As the yeast cell transitions through G1, there is a large, inactive pool of Clb5 and Clb6-Cdk1 complexes. After activation, Clb5 and Clb6 can stimulate DNA replication, but also phosphorylate Sic1, targeting it for destruction. Thus, Clb5 and Clb6 are engaged in a positive feedback loop to promote their own activation during this period of the cell cycle.

===APC Interaction===
An important regulatory event during G1 is the inactivation of the anaphase promoting complex (APC-Cdh1). Clb5 and Clb6 activation assists in APC-Cdh1 inactivation, although the complete mechanism is unclear. It is hypothesized that Clb5 and Clb6 are somewhat resistant to APC-Cdh1 degradation since they are primarily regulated by APC-Cdc20.

==Mutations==
===Mitosis===

There are specific origins of replication that are activated in either the early or late stage of the cell cycle. Directed mutational studies targeting the Clb5 and Clb6 encoding genes have shown that both can activate origins usually replicated early in the cell cycle, but only Clb5 can activate late-stage origins. In cells without Clb5, S-phase is extended because late-stage origins are required to be replicated through the gradual spread of replication forks rather than Clb5-stimulated replication. Cells without Clb6 have little to no phenotypic changes since Clb5 can activate both types of origins. In double mutants for Clb5 and Clb6, the onset of S-phase (rather than the length) is significantly delayed, but will eventually occur as a side result of the buildup of other mitotic cyclins (Clb1-4). S-phase length is normal in these double mutants.

===Meiosis===
Similar studies have shown a significant difference between mitosis and meiosis progression in cells lacking Clb5 or Clb6, primarily that meiosis S-phase cannot occur properly without Clb5. These mutant cells segregate their unreplicated DNA, which is lethal, and fail to activate the MEC1-DNA M-phase checkpoint, which usually inhibits cell cycle progression if DNA has not been replicated. The inability of Clb1-4 to compensate for the lack of Clb5 activity could potentially be explained by timing and accumulation arguments. In this hypothesis, cyclin concentrations must rise and accumulate to proceed to the next stage of the cell cycle. In mitotic growth, Clb1-4 levels rise immediately after Clb5 and Clb6 levels, allowing rapid accumulation. In meiotic growth, the interval before Clb1-4 levels rise following Clb5 and Clb6 expression is lengthened, allowing less time for accumulation and the resulting high levels required for recovery. There is also evidence that Clb5 mutant cells are less likely to have DNA recombinations from double strand breaks (DSB), which may be a side effect of this Clb5 regulation.

==Differences between Clb5 and Clb6==
There are “subtle and poorly understood” functional differences between these two cyclins. Clb5 activates early and late phase origins of replication, whereas Clb6 only activates late phase origins. Functionally, Clb5 also has a mitotic destruction box that has been implicated in various proteolytic functions. Clb5 has also been shown to rescue Cln1-3 triple mutants, which is unique among B-type yeast cyclins.

■ Supplied material ■
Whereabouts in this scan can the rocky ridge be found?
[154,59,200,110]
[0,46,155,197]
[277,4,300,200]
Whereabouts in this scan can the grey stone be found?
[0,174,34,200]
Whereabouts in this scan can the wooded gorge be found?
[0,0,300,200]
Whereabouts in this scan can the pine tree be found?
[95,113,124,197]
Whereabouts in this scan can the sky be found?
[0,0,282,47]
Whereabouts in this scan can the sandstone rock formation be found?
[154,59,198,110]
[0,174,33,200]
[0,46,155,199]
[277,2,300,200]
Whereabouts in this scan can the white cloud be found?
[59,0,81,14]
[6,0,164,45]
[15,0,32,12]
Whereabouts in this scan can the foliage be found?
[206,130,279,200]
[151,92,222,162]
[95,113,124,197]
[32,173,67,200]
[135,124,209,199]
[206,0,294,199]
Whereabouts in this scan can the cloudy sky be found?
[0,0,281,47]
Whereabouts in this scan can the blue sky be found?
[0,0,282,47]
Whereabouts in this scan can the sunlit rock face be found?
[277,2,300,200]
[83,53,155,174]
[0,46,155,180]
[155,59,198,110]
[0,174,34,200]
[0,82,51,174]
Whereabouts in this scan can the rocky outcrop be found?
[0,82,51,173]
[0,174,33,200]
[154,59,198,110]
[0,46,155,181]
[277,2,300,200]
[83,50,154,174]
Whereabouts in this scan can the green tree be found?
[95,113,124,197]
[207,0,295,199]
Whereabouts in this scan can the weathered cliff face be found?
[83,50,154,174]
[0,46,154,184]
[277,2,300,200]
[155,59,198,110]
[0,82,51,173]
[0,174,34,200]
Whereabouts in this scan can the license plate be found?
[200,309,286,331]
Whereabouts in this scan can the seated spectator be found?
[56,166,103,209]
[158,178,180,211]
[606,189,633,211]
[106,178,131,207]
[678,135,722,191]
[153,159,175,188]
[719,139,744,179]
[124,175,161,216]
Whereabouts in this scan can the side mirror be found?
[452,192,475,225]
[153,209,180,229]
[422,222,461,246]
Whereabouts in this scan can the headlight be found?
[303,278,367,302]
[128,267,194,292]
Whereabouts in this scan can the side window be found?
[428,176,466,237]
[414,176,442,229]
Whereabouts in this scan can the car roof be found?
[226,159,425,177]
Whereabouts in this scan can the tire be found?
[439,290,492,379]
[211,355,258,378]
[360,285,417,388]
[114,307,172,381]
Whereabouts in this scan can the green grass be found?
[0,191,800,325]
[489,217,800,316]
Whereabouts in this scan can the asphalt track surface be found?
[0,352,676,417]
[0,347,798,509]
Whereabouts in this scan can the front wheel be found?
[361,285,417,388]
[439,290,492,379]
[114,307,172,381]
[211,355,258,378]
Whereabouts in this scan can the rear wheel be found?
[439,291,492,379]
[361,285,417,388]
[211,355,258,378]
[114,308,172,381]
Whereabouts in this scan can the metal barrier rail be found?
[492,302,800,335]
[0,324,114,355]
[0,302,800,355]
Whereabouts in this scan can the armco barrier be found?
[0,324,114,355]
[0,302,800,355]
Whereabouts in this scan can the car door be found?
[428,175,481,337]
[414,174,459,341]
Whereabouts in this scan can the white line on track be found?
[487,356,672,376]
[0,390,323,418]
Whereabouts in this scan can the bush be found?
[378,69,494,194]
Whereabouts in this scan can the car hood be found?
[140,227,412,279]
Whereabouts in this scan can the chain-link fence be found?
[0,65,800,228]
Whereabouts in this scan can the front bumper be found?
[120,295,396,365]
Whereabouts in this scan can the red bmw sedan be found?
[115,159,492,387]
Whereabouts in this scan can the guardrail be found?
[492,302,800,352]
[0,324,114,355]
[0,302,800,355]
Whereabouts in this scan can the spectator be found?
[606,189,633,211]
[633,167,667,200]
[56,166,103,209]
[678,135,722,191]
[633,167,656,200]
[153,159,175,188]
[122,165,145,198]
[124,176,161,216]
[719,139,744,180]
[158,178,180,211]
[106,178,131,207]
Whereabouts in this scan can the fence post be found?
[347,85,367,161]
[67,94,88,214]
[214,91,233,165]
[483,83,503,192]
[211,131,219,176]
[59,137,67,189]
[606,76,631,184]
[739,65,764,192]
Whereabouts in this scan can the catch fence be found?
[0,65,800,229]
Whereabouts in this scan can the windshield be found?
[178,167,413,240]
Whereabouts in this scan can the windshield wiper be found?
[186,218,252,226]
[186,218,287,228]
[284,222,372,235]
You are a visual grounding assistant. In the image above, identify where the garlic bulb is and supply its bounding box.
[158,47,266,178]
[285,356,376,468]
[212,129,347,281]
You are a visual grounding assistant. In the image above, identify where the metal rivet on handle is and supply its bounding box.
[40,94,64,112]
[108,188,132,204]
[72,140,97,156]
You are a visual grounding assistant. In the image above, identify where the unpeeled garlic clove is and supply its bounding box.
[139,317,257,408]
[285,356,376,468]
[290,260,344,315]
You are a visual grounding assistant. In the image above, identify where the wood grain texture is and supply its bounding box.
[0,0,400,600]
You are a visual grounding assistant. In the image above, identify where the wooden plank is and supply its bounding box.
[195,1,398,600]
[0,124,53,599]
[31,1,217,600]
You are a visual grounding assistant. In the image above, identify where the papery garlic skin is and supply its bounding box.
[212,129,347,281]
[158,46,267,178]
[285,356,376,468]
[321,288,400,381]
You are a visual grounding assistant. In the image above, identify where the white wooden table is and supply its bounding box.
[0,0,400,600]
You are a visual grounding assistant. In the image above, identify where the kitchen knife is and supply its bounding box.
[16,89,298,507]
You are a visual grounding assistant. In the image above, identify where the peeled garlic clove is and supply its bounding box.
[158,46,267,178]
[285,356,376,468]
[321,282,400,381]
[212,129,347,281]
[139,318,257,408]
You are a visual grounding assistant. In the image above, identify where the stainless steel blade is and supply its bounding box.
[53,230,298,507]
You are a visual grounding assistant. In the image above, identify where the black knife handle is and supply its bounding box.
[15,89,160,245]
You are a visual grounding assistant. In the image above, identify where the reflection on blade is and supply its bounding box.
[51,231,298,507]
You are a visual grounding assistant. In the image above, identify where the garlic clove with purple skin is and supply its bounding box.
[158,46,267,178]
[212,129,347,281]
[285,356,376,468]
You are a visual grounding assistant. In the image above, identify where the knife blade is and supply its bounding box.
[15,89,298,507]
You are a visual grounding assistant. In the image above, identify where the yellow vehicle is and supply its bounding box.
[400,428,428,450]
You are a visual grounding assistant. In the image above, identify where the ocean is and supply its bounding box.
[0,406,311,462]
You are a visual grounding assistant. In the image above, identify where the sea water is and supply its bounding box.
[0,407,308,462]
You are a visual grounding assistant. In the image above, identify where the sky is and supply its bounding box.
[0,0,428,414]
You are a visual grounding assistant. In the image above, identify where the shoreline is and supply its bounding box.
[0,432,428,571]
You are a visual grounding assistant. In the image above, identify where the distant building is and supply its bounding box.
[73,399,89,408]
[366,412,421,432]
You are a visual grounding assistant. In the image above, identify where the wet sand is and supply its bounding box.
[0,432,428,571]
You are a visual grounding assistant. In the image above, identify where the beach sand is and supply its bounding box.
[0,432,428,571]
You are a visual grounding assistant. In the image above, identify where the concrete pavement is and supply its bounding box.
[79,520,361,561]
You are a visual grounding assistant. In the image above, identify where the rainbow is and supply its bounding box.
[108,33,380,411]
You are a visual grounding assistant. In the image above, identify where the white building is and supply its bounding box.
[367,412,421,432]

■ Task 1 ■
Return everything in the passage on the Clb5 and Clb6 cyclins from "As the yeast" down to "period of the cell cycle.", copied word for word.
■ Task 2 ■
Answer these from the passage on the Clb5 and Clb6 cyclins:
(a) By which complex are Clb5 and Clb6 primarily regulated?
(b) In double mutants for Clb5 and Clb6, what part of S-phase is significantly delayed?
(c) Which checkpoint do meiotic cells lacking Clb5 fail to activate?

■ Output 1 ■
As the yeast cell transitions through G1, there is a large, inactive pool of Clb5 and Clb6-Cdk1 complexes. After activation, Clb5 and Clb6 can stimulate DNA replication, but also phosphorylate Sic1, targeting it for destruction. Thus, Clb5 and Clb6 are engaged in a positive feedback loop to promote their own activation during this period of the cell cycle.

■ Output 2 ■
(a) APC-Cdc20.
(b) The onset of S-phase.
(c) The MEC1-DNA M-phase checkpoint.